Quote verbatim the lines below, starting at the line that contains "on the person" and continuing through the last line, both ends included.

# # #

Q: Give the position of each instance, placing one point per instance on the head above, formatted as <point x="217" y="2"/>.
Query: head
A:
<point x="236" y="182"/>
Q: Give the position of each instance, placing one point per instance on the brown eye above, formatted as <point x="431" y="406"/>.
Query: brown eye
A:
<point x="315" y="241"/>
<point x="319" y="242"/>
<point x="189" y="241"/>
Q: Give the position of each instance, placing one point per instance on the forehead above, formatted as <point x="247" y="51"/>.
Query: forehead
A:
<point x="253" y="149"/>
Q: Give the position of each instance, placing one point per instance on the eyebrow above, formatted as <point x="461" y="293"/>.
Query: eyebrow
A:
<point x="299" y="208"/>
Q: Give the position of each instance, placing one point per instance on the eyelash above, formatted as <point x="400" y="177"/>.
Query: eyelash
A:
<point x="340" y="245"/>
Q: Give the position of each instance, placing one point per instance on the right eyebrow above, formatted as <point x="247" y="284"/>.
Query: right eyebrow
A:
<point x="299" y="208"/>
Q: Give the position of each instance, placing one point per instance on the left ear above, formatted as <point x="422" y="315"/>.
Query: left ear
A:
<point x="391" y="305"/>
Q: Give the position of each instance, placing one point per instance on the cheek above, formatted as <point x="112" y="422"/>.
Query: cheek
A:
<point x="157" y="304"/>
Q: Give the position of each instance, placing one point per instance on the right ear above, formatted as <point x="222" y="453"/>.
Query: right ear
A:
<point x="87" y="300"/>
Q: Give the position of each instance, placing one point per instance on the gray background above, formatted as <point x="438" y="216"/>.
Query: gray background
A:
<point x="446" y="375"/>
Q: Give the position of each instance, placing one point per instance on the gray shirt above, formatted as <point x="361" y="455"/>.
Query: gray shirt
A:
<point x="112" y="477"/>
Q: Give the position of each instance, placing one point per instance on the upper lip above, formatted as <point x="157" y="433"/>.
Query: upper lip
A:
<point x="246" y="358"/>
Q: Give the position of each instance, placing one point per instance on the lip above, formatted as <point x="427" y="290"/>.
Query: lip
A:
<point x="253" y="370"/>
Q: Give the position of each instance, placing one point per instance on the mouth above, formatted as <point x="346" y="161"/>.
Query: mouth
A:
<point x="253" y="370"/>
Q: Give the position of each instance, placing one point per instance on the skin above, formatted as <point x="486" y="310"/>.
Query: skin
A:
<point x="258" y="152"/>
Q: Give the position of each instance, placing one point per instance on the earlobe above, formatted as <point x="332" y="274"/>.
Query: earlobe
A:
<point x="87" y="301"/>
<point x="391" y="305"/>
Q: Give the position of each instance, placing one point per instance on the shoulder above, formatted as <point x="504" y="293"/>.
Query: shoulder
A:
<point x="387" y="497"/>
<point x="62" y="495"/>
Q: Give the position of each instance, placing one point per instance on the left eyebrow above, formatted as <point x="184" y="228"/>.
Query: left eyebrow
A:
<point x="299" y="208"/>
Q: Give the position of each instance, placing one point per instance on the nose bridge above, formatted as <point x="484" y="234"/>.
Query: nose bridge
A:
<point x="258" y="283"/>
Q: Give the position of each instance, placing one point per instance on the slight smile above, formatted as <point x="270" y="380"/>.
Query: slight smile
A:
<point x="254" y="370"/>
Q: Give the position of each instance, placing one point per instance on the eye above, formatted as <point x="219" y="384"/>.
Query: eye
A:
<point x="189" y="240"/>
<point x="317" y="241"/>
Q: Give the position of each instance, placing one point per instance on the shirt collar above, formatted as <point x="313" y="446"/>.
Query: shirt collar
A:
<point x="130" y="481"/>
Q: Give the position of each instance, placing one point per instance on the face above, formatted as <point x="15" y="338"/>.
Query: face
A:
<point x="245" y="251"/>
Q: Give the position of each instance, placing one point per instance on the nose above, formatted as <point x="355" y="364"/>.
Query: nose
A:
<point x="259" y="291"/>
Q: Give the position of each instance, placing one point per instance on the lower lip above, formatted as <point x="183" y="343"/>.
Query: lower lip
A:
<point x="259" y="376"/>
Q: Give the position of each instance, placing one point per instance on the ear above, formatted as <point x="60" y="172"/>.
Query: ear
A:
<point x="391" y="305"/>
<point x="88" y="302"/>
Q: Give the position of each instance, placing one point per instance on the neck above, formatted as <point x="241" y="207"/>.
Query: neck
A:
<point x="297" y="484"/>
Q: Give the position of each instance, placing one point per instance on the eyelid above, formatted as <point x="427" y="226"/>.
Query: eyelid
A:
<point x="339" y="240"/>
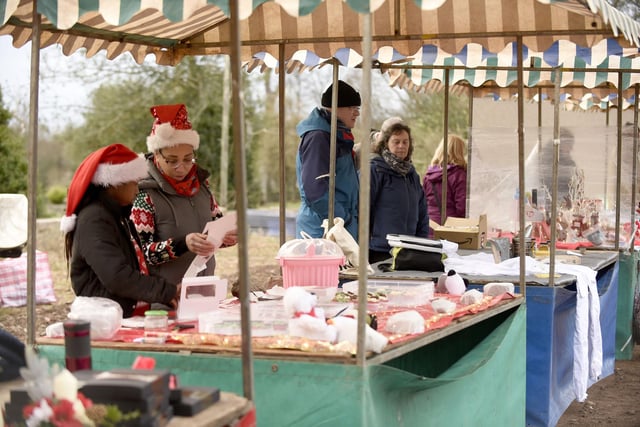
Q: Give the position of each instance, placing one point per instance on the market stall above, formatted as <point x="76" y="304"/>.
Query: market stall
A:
<point x="479" y="353"/>
<point x="198" y="43"/>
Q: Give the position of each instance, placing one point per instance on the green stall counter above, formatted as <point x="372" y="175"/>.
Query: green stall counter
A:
<point x="627" y="282"/>
<point x="471" y="374"/>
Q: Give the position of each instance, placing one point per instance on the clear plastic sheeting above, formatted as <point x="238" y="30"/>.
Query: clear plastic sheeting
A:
<point x="586" y="183"/>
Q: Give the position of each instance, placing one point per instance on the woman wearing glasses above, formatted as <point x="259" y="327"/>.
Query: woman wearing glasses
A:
<point x="175" y="203"/>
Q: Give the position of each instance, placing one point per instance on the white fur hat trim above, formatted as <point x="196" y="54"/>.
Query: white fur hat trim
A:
<point x="109" y="174"/>
<point x="167" y="136"/>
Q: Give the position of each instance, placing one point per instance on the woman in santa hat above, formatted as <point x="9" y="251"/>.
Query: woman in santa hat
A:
<point x="175" y="202"/>
<point x="102" y="248"/>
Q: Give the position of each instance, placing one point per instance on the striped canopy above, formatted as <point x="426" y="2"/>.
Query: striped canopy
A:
<point x="172" y="29"/>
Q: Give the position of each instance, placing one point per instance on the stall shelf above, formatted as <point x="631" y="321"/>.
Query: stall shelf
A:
<point x="481" y="354"/>
<point x="550" y="331"/>
<point x="629" y="269"/>
<point x="231" y="409"/>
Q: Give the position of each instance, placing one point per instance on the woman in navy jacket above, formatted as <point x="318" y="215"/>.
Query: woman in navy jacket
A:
<point x="398" y="205"/>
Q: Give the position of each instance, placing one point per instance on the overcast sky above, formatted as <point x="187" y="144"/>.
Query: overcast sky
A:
<point x="58" y="92"/>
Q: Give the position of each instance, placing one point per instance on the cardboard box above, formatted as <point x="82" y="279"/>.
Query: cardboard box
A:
<point x="468" y="233"/>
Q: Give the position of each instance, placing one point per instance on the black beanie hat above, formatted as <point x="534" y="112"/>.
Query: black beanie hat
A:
<point x="347" y="96"/>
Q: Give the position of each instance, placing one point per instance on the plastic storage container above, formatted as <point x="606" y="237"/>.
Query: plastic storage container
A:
<point x="310" y="262"/>
<point x="400" y="293"/>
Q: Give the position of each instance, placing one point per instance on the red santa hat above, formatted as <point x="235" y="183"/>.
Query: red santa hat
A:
<point x="109" y="166"/>
<point x="171" y="127"/>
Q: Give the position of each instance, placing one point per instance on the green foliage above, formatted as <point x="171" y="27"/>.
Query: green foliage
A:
<point x="56" y="194"/>
<point x="13" y="175"/>
<point x="630" y="7"/>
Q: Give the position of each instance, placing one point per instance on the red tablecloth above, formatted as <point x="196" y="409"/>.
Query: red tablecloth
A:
<point x="13" y="281"/>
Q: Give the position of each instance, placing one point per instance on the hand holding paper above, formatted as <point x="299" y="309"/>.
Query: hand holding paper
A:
<point x="218" y="232"/>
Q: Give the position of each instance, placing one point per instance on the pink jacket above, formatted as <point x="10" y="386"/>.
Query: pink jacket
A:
<point x="456" y="191"/>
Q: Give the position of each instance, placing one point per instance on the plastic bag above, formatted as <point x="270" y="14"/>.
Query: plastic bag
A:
<point x="413" y="259"/>
<point x="105" y="315"/>
<point x="345" y="240"/>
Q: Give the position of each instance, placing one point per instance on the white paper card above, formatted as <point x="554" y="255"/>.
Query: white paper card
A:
<point x="216" y="230"/>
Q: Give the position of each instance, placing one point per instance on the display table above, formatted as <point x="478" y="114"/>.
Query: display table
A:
<point x="426" y="380"/>
<point x="13" y="281"/>
<point x="551" y="313"/>
<point x="231" y="409"/>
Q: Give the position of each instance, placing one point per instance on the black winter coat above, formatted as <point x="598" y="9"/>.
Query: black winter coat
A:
<point x="104" y="262"/>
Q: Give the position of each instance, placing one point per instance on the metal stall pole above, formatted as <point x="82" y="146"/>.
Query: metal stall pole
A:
<point x="469" y="148"/>
<point x="240" y="181"/>
<point x="619" y="160"/>
<point x="365" y="183"/>
<point x="333" y="144"/>
<point x="554" y="173"/>
<point x="520" y="76"/>
<point x="445" y="149"/>
<point x="281" y="132"/>
<point x="33" y="176"/>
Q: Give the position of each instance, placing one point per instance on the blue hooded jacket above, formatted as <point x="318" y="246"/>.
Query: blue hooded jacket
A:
<point x="398" y="205"/>
<point x="312" y="170"/>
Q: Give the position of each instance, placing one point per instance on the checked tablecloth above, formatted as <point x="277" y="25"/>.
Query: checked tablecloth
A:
<point x="13" y="281"/>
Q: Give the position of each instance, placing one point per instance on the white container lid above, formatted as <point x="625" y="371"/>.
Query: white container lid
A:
<point x="310" y="248"/>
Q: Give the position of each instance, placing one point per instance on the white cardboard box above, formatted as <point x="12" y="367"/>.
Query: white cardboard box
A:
<point x="468" y="233"/>
<point x="200" y="294"/>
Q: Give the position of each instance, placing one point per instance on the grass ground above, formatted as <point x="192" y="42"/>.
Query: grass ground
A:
<point x="263" y="266"/>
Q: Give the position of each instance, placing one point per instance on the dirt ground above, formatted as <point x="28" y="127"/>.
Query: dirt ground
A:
<point x="613" y="401"/>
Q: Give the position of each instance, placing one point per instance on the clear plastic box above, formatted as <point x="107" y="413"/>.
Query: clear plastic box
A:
<point x="266" y="320"/>
<point x="400" y="293"/>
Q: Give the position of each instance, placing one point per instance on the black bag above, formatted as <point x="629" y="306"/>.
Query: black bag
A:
<point x="413" y="259"/>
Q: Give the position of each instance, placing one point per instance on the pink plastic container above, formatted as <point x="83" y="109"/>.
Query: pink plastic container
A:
<point x="310" y="262"/>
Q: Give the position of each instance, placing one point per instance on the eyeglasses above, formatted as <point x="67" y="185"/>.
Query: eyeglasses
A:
<point x="175" y="163"/>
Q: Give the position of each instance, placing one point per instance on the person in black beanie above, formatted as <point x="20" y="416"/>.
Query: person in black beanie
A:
<point x="312" y="164"/>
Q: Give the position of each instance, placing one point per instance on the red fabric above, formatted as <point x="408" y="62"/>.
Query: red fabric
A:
<point x="433" y="320"/>
<point x="113" y="154"/>
<point x="573" y="245"/>
<point x="13" y="281"/>
<point x="188" y="186"/>
<point x="248" y="419"/>
<point x="175" y="114"/>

# # #

Answer to the exercise
Q: Give the position of each instance, placing one point per instance on the person in black beanie above, formatted as <point x="20" y="416"/>.
Query: person in black beanie
A:
<point x="312" y="164"/>
Q: Give the position of each instance, placing one point per instance on the red fabric above, formatted as <point x="408" y="62"/>.
Query: red fabric
A:
<point x="433" y="320"/>
<point x="113" y="154"/>
<point x="573" y="245"/>
<point x="13" y="281"/>
<point x="188" y="186"/>
<point x="248" y="419"/>
<point x="175" y="114"/>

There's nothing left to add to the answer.